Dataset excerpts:
━━━━━━━━
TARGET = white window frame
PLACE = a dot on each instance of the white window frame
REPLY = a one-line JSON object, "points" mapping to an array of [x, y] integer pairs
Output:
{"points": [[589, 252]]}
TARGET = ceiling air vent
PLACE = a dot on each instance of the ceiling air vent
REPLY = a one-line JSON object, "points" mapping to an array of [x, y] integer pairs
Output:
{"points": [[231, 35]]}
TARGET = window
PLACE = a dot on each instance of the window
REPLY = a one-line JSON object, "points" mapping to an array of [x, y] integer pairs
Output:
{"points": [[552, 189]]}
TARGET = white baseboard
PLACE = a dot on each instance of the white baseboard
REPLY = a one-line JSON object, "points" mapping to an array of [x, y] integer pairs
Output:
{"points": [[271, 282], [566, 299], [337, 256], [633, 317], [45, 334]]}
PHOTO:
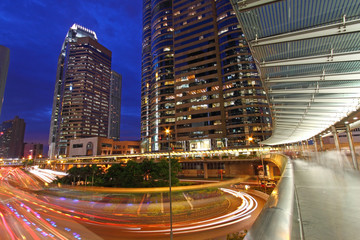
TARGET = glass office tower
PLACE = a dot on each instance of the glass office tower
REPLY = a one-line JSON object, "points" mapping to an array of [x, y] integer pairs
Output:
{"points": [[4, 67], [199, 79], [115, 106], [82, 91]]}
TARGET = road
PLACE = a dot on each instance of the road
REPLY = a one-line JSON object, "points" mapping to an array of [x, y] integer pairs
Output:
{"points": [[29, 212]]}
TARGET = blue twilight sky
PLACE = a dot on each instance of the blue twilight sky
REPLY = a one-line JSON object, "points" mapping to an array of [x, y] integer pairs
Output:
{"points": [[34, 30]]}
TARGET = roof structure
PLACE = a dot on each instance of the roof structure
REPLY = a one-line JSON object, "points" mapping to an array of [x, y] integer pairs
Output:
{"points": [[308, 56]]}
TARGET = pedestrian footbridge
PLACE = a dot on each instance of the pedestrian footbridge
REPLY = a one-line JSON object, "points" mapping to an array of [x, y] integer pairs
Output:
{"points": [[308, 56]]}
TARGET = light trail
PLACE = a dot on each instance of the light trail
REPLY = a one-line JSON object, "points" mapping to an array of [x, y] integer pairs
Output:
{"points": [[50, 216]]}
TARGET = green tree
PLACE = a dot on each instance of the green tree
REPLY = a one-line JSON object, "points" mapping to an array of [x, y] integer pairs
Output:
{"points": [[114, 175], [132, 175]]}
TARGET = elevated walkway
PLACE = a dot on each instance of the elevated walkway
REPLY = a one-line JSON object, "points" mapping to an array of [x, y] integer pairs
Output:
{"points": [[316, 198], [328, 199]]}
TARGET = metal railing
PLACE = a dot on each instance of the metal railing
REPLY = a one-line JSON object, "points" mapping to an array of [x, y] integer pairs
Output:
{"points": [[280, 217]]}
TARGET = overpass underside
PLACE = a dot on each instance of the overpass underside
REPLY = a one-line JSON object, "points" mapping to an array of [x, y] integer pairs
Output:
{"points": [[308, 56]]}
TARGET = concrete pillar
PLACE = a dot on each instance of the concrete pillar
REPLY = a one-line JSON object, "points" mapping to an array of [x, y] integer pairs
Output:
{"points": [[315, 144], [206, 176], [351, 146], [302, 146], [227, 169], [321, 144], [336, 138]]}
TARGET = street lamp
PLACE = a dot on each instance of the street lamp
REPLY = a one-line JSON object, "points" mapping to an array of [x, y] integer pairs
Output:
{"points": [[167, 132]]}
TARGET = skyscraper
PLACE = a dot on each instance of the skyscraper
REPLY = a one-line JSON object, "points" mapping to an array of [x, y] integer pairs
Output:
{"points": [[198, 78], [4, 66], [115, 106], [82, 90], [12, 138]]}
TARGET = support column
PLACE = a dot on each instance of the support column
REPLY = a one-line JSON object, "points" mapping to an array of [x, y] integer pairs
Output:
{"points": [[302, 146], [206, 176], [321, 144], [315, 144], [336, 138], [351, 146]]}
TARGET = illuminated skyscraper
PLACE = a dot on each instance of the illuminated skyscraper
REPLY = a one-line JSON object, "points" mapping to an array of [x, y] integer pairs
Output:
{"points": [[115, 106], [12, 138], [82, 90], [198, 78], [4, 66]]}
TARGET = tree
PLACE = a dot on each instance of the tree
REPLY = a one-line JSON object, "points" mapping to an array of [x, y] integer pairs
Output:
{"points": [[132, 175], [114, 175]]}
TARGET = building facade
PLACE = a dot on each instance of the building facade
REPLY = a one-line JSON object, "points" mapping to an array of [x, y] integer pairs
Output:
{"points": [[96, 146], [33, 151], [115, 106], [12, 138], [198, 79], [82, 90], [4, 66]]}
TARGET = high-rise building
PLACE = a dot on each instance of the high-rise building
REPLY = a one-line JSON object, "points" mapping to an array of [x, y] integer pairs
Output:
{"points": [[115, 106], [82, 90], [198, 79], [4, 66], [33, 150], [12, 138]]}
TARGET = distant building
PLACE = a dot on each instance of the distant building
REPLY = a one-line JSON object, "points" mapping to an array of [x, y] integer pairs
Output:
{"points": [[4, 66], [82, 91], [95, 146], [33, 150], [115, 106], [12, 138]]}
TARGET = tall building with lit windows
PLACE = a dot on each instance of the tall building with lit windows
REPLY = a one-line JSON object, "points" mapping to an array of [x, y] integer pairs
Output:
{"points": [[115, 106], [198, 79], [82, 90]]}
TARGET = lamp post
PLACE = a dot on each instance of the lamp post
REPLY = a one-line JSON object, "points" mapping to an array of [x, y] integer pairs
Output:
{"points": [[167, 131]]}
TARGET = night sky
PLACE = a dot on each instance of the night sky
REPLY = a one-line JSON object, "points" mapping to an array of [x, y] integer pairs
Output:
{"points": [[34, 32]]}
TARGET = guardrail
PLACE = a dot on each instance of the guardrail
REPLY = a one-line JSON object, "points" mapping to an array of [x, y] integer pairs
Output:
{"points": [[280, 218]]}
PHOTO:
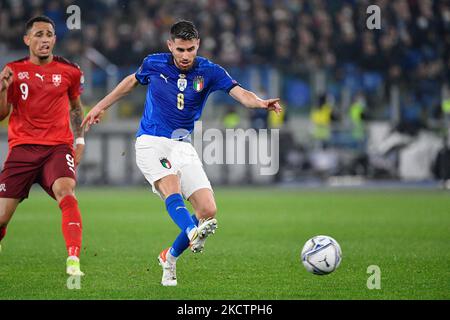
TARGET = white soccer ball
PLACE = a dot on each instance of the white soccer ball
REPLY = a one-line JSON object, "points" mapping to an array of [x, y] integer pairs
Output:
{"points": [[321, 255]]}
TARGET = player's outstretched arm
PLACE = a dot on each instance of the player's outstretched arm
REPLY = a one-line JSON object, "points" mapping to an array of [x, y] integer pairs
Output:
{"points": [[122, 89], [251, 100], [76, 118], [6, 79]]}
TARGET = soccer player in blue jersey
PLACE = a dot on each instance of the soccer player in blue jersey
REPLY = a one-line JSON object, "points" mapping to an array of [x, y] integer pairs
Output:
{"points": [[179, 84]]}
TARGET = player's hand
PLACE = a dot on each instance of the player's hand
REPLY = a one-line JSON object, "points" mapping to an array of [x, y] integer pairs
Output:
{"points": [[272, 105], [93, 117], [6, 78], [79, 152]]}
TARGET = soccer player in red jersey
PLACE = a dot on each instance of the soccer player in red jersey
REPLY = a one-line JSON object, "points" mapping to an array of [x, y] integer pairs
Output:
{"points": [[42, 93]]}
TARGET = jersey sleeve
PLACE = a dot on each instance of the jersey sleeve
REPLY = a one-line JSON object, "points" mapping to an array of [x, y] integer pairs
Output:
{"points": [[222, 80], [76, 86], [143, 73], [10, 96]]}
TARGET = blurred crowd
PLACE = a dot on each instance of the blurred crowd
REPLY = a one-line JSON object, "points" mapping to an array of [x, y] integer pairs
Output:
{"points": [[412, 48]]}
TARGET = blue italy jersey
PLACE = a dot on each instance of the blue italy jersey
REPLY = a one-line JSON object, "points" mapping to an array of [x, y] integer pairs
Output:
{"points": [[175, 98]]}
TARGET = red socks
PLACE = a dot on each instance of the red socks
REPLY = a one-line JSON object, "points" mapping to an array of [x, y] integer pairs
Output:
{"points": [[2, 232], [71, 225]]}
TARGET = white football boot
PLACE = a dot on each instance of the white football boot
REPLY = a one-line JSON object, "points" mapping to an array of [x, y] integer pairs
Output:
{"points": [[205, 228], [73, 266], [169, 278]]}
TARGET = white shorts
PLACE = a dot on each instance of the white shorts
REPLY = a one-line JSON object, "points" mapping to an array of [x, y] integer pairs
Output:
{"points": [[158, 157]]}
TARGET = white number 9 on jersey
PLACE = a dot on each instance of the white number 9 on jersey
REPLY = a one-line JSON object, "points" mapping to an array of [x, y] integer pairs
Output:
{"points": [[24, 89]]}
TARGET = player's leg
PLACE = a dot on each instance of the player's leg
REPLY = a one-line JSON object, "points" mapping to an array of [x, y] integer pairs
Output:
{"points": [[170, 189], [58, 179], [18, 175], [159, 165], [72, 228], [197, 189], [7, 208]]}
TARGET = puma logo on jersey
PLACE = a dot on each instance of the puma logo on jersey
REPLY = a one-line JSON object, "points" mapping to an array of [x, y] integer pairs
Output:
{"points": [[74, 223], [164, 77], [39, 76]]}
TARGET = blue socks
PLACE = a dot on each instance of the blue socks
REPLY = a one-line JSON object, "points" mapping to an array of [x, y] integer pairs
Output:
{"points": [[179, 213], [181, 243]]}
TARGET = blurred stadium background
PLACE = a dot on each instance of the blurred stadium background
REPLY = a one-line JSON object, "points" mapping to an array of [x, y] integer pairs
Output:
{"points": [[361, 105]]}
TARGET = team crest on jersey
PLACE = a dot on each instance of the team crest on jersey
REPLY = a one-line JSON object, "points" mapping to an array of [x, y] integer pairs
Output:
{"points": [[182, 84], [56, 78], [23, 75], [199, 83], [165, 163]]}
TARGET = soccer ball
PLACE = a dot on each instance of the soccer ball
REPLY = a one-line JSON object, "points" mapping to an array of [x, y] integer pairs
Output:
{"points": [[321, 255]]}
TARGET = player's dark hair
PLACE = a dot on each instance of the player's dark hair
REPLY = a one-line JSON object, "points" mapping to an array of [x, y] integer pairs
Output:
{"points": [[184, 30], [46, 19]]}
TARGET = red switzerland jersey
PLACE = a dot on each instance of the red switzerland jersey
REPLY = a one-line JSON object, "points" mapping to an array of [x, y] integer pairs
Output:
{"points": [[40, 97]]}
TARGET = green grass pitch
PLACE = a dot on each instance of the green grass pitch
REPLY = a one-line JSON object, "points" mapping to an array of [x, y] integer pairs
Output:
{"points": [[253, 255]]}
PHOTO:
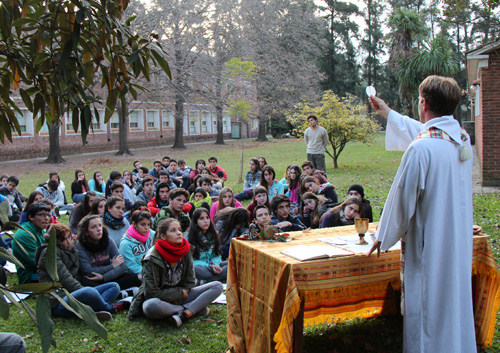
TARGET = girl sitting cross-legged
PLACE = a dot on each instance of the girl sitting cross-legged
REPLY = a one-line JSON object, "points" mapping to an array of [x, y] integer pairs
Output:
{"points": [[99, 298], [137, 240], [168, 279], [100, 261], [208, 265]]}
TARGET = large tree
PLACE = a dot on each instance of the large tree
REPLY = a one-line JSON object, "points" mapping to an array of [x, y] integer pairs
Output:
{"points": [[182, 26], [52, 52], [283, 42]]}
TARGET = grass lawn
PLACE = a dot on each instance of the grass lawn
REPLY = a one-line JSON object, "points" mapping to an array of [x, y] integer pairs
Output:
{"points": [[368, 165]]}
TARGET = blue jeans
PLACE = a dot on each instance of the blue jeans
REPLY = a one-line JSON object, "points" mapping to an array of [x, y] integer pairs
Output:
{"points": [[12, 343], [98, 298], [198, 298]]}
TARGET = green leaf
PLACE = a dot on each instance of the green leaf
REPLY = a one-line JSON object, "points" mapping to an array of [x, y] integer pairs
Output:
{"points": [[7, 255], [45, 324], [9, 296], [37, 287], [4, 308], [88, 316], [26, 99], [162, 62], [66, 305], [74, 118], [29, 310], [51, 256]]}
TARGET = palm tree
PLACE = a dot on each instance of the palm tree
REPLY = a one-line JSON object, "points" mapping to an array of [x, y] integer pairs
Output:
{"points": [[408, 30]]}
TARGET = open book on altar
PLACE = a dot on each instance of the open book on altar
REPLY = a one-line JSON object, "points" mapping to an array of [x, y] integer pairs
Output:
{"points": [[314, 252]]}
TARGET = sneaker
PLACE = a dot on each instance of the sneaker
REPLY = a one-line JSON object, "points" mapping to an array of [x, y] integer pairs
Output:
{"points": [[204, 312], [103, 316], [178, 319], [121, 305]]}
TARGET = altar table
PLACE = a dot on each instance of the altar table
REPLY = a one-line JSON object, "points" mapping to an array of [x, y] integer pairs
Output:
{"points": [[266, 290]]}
━━━━━━━━
In the records above, how many lines contain the word "girl"? Give the number alone.

### [EXERCISE RESULT]
2